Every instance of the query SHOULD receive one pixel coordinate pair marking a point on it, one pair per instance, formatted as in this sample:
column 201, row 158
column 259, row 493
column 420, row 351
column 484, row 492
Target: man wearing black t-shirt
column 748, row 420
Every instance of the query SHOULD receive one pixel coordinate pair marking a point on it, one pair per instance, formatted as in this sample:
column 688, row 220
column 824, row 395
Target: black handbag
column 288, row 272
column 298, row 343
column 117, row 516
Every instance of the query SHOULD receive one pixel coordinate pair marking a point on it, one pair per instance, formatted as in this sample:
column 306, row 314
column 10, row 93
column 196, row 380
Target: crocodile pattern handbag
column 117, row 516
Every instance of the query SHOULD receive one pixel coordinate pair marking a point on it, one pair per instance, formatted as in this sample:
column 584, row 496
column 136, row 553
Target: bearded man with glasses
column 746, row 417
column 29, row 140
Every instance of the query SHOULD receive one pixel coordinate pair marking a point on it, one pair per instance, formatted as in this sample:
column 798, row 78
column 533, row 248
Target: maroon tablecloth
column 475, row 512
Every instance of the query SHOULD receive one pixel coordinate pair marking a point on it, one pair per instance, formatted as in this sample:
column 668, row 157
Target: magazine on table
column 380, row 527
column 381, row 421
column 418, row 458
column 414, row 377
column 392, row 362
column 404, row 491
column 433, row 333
------------------------------------------------
Your objective. Your answer must be the lines from the one holding "column 484, row 492" to the end of the listing above, exactly as written and nothing else.

Output for this exercise.
column 484, row 492
Target: man wearing black t-shirt
column 748, row 420
Every instance of the query SHOULD receive one pixel coordinate pair marking a point on it, one pair per instance, formatted as in this sample:
column 688, row 220
column 824, row 395
Target: black handbag
column 288, row 272
column 298, row 343
column 117, row 516
Every instance of the query SHOULD receive one pixel coordinate pair marking a point on it, one pair per instance, formatted as in this sample:
column 306, row 314
column 10, row 93
column 196, row 380
Target: crocodile pattern handbag
column 117, row 516
Every instance of the query SHOULD receive one pixel coordinate pair marking a point on it, one pair per instance, formatted as in this sample:
column 584, row 496
column 136, row 553
Target: bearded man with glasses
column 746, row 417
column 29, row 140
Every instance of the query SHOULD receive one pixel coordinate pair marking a point on it, one pair per instance, formatted as in this sample:
column 798, row 78
column 533, row 248
Target: maroon tablecloth
column 475, row 512
Every instance of the query SHOULD receive one pixel coordinate pair marking a point on it, one pair per instance, formatted as in this sample:
column 668, row 157
Target: magazine on table
column 380, row 527
column 381, row 421
column 418, row 458
column 414, row 377
column 392, row 362
column 404, row 491
column 433, row 333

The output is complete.